_Problem details_: In the listing below, transcribe the line that contains "Task: point to each instance of the hyundai" and all lines following it, ending with the last line. Add nothing.

━━━ Provided records ━━━

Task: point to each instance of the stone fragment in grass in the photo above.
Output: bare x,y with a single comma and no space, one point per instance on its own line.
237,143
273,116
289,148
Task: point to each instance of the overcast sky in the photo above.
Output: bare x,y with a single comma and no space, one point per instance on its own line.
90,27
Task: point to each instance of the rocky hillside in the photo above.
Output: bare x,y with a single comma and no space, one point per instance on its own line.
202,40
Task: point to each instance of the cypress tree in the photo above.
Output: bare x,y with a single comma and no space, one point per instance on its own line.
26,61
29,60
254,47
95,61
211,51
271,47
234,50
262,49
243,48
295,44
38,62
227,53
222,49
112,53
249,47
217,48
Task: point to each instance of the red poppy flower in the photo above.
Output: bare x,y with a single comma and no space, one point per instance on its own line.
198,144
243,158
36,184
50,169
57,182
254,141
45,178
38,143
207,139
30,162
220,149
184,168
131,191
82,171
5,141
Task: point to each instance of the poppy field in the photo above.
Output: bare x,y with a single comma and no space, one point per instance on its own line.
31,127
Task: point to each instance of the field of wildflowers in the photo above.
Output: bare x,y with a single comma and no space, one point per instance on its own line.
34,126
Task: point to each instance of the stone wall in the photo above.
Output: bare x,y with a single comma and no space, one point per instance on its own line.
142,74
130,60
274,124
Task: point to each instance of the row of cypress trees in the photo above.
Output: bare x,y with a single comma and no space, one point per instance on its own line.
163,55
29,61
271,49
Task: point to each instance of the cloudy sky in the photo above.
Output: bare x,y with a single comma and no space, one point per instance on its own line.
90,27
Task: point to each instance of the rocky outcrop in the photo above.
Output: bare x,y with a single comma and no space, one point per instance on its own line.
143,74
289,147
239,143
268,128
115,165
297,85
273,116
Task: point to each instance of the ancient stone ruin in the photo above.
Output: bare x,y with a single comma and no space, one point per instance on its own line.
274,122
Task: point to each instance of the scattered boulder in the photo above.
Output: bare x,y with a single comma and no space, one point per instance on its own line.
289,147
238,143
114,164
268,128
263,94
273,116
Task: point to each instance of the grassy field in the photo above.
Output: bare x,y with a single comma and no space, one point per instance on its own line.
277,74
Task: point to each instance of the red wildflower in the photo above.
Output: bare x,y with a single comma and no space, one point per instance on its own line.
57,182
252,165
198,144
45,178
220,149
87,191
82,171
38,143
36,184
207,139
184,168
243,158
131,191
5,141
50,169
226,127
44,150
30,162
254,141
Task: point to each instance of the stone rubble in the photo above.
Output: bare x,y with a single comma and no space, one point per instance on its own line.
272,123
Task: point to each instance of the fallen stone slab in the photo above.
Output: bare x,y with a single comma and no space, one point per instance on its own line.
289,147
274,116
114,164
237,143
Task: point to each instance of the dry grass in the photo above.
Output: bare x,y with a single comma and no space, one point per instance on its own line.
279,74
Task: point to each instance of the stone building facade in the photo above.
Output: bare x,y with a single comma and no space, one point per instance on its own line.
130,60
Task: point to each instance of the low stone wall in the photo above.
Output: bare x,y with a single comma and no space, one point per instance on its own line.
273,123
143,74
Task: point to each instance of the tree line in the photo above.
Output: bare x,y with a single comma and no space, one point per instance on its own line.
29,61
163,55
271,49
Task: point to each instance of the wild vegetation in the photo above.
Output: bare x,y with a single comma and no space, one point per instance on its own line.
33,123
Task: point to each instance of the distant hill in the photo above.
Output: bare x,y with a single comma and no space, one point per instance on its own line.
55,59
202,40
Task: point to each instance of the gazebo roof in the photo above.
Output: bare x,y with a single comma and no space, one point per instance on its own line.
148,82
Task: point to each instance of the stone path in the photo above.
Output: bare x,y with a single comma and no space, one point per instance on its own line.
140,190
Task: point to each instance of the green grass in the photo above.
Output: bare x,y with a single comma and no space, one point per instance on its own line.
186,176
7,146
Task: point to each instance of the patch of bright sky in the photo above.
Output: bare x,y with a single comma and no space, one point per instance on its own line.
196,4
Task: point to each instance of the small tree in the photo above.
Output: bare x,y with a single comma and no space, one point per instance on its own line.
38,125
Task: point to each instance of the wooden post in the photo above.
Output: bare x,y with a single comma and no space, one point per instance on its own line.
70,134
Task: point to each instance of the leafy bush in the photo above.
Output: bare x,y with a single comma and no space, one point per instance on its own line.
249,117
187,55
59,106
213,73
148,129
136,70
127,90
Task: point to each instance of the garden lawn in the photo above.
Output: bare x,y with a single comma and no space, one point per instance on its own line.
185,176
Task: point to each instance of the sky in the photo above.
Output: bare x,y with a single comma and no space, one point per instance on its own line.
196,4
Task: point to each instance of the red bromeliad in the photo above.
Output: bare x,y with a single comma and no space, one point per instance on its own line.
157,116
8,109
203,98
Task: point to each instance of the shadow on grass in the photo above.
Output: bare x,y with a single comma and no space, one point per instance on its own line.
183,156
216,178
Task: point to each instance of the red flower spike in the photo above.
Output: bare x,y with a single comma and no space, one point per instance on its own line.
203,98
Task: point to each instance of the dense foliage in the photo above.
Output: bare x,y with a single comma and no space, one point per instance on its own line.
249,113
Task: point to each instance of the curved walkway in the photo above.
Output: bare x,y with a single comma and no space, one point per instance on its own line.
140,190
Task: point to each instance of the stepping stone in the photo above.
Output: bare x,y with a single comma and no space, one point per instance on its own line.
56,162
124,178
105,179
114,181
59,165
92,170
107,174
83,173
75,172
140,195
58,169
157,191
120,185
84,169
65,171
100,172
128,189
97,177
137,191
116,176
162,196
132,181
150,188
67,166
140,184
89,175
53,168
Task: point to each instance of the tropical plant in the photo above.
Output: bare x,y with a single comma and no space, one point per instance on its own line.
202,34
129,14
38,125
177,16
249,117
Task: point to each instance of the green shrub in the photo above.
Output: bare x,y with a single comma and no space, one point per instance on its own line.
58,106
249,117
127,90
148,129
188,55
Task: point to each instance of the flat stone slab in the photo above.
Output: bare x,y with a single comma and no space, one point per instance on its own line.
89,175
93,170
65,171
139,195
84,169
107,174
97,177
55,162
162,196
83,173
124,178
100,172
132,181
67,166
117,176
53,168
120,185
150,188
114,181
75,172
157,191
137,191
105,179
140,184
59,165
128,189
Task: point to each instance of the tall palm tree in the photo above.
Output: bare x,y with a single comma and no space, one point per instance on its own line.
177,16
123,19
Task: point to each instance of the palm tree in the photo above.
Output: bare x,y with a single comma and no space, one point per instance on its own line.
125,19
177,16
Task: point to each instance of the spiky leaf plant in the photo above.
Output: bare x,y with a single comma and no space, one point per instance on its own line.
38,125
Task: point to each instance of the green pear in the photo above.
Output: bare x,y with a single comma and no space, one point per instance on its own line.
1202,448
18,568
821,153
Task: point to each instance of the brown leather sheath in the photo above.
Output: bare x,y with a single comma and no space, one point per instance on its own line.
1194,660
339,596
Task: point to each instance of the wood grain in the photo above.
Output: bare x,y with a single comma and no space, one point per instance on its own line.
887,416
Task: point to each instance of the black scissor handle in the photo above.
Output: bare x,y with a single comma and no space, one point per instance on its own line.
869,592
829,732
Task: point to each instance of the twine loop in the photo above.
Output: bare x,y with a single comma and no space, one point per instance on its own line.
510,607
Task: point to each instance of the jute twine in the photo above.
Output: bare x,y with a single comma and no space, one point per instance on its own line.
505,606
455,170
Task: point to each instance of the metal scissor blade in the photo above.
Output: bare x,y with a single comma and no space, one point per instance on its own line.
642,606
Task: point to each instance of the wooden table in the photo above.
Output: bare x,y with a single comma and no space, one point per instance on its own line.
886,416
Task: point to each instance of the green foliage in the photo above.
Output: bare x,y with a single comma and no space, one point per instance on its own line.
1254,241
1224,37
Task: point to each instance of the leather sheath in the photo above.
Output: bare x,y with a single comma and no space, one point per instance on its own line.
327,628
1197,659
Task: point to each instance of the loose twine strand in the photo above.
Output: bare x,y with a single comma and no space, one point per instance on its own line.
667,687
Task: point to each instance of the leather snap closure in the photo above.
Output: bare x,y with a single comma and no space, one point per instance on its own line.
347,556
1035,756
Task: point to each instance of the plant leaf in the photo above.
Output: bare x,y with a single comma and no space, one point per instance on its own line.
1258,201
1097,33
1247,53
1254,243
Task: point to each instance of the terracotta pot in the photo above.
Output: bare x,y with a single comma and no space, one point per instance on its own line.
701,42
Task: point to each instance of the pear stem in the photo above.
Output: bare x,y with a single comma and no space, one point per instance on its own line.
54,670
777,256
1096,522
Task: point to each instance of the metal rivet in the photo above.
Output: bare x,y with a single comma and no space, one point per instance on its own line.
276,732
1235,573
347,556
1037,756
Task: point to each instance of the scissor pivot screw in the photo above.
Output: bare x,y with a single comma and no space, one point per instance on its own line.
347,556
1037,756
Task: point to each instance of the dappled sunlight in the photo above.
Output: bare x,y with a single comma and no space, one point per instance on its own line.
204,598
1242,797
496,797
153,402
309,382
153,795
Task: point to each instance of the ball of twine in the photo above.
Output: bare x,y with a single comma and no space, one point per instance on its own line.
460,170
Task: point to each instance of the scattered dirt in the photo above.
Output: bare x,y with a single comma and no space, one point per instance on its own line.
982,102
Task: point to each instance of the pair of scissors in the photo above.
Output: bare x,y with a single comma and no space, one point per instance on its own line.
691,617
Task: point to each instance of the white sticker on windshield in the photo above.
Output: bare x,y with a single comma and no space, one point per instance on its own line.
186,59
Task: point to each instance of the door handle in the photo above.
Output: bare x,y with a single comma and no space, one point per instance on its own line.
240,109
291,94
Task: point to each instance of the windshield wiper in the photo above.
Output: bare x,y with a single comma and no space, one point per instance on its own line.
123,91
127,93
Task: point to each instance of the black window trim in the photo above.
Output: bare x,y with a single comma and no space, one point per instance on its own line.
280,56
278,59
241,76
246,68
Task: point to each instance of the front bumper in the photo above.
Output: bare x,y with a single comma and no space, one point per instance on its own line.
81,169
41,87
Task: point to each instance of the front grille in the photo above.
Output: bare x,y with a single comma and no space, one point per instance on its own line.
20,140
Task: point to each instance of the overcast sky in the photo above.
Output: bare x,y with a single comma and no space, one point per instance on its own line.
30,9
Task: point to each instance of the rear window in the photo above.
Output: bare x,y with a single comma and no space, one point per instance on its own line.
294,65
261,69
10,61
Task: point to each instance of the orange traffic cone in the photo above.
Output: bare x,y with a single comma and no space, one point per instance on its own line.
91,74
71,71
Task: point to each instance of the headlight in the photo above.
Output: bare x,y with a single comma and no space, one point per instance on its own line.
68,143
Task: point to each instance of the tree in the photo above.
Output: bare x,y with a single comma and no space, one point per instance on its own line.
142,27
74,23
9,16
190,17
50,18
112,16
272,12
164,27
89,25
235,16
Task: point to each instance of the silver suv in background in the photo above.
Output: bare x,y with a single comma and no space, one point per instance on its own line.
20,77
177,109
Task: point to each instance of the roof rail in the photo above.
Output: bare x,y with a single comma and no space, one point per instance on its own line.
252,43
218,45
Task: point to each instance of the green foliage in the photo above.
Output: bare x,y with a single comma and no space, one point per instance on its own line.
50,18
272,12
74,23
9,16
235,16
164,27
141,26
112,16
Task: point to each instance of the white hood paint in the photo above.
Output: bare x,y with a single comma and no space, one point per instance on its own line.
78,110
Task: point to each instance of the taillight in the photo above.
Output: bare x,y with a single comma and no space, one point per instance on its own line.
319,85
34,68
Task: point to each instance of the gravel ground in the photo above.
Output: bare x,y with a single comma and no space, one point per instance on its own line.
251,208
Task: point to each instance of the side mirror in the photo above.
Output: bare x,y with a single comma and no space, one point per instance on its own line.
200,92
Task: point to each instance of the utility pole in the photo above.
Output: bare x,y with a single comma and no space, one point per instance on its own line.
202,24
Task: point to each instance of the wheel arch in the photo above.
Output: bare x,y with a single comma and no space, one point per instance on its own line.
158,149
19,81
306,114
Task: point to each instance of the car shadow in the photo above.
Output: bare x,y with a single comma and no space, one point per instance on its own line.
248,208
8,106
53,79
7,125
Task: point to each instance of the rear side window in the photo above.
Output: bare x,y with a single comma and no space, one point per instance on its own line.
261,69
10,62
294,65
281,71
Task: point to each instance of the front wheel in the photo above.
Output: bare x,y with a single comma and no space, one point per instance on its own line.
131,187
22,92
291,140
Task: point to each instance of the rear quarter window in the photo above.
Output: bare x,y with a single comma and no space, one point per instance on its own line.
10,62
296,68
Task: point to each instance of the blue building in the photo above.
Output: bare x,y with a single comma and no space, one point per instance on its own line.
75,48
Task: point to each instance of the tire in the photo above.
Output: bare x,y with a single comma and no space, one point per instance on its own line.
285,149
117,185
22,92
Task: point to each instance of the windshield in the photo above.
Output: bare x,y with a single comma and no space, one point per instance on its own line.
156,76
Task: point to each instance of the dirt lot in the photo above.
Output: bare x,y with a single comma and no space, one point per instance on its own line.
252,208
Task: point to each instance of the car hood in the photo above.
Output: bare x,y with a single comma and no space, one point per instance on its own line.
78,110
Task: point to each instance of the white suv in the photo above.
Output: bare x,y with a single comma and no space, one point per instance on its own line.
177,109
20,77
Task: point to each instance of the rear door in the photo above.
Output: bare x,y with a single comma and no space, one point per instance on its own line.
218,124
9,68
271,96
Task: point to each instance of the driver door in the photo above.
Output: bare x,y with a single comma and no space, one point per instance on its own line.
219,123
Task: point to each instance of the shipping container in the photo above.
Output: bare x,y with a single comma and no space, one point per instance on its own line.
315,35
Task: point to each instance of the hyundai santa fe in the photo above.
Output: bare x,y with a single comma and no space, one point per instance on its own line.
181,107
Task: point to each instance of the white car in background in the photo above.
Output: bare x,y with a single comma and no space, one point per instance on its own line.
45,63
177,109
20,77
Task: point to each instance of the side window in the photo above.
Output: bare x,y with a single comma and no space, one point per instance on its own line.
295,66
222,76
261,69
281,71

━━━

_Task output_:
Task: point to each instance of the hyundai santa fe in the photo above.
Output: bare x,y with a single comma and no space, one point per instance on its own line.
181,107
Task: point to each instance of the white car in background in the photo above.
Output: bare x,y with a single comma and no space, one point per instance on its own line.
45,63
177,109
20,77
Task: point to each instance of the side window in the photo above.
Output: bare x,y with a single comma and no space, one point per instance on its own line.
295,66
222,76
261,69
281,71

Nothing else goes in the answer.